YOUR GOAL –
Please express the items below as a two-column CSV with the headers "text" and "answer", one row per item. Put each item's text and its answer in their own quoted fields, and replace any line breaks with spaces.

─── ENTRIES SHOWN

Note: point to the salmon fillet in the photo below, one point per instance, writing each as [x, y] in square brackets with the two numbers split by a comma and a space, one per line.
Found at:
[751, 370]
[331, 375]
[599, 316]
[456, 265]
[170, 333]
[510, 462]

──────

RESULT OF THIS TASK –
text,answer
"Note: point to the salmon fillet in the photo below, one point per instance, writing each as [x, y] in square brackets with the two numbers split by a comma and a space, one per line. Found at:","[751, 370] [331, 375] [599, 316] [456, 265] [170, 333] [510, 462]"